*What is required*:
Copy only this range: the line with "Where can you see the puffin head" through the final line of the material, inclusive at both ends.

[Image object location entries]
********************
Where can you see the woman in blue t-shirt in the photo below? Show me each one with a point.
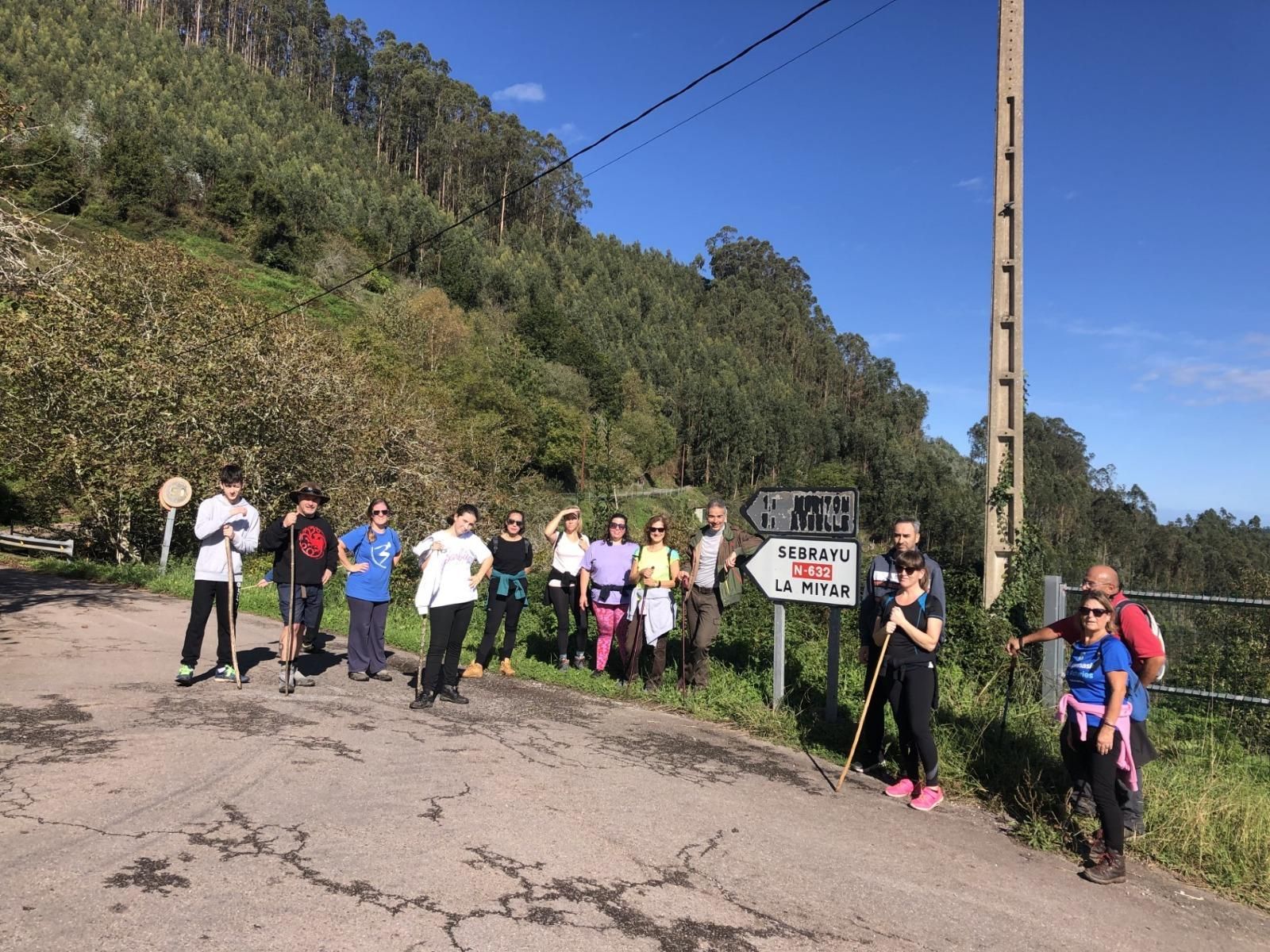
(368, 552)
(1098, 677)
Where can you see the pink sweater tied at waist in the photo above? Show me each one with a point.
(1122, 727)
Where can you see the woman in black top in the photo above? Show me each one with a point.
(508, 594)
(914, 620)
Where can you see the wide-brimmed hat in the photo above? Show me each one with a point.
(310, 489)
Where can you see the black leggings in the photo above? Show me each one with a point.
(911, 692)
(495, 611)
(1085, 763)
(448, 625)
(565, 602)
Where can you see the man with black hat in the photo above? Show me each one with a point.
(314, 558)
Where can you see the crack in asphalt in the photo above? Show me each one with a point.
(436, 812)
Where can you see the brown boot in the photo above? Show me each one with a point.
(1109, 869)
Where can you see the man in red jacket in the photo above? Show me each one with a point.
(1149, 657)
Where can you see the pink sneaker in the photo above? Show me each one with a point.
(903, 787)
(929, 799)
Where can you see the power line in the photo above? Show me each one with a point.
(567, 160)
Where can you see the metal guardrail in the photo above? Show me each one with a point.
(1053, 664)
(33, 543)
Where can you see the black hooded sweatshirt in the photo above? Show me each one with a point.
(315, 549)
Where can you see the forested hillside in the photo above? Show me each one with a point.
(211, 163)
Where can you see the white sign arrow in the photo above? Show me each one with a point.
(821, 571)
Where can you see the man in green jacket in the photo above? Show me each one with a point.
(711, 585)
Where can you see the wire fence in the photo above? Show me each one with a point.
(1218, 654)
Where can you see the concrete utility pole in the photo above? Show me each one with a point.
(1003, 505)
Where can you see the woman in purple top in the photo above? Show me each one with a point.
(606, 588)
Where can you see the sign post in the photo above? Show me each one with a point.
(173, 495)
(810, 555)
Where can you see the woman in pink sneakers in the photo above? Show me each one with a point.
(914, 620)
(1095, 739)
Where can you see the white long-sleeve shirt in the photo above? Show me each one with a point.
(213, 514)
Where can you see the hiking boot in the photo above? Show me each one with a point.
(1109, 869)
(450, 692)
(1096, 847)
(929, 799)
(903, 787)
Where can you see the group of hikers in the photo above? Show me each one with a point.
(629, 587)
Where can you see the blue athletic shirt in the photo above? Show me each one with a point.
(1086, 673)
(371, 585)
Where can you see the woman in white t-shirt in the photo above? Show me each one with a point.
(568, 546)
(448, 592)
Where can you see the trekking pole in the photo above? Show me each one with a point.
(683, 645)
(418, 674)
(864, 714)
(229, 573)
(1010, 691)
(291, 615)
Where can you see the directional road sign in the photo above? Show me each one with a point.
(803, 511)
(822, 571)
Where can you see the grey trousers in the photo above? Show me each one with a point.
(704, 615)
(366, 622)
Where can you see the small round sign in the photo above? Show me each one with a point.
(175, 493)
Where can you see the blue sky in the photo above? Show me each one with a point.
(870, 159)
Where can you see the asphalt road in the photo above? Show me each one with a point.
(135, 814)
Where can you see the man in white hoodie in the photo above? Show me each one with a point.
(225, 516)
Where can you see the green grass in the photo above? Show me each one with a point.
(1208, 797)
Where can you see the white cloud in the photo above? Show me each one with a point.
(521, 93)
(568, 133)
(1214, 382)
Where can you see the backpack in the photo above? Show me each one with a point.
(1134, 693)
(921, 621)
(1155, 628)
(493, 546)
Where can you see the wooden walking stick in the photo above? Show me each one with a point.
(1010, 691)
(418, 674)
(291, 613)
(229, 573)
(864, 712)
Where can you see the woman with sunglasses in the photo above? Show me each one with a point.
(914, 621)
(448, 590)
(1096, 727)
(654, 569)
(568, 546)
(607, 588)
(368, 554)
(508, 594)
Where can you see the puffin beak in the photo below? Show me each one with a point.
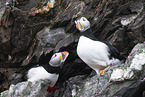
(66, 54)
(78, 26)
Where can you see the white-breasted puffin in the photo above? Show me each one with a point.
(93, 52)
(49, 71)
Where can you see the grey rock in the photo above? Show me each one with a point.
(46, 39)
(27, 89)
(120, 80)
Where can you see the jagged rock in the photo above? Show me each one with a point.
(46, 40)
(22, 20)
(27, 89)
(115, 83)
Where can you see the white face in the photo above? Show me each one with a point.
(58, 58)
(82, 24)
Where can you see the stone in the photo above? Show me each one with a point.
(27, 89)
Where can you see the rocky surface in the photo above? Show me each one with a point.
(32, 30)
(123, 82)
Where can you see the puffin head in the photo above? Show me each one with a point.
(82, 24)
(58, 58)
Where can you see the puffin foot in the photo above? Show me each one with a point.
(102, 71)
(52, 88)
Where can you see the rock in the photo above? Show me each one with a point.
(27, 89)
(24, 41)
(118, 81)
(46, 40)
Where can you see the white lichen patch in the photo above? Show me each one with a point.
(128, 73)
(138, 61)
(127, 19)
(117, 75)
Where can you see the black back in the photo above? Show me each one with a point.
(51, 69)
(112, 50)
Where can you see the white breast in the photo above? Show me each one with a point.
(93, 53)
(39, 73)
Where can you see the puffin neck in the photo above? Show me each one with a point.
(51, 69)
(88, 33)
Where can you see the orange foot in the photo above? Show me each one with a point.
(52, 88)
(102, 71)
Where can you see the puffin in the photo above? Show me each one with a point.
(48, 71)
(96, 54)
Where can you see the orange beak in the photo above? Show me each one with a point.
********************
*Written response*:
Where can you see the puffin head in the photo above? Show me each one with a point.
(82, 24)
(58, 58)
Where can you see the puffin foot in the photo above? Show me each one with a point.
(102, 71)
(52, 88)
Where can you see the rock in the photo above? Show me each one with a point.
(27, 89)
(24, 41)
(118, 81)
(46, 40)
Where can you see the white lichen patch in the photo above? Show me each one with a point.
(128, 73)
(138, 61)
(127, 19)
(117, 75)
Where can you see the black back in the photo above? Show me each one with a point.
(51, 69)
(112, 50)
Where can you see the white breast in the photo above? Show me each one with a point.
(93, 53)
(39, 73)
Where can you see the puffin neck in the photo above? Show me each one with a point.
(51, 69)
(88, 33)
Where can you see the orange foot in the photo above? Show me each one with a point.
(52, 88)
(102, 71)
Where can you see the puffin in the photo above? Show me each one with a point.
(48, 71)
(96, 54)
Where can you see the orange beak in the photo above? Show me each one with a point.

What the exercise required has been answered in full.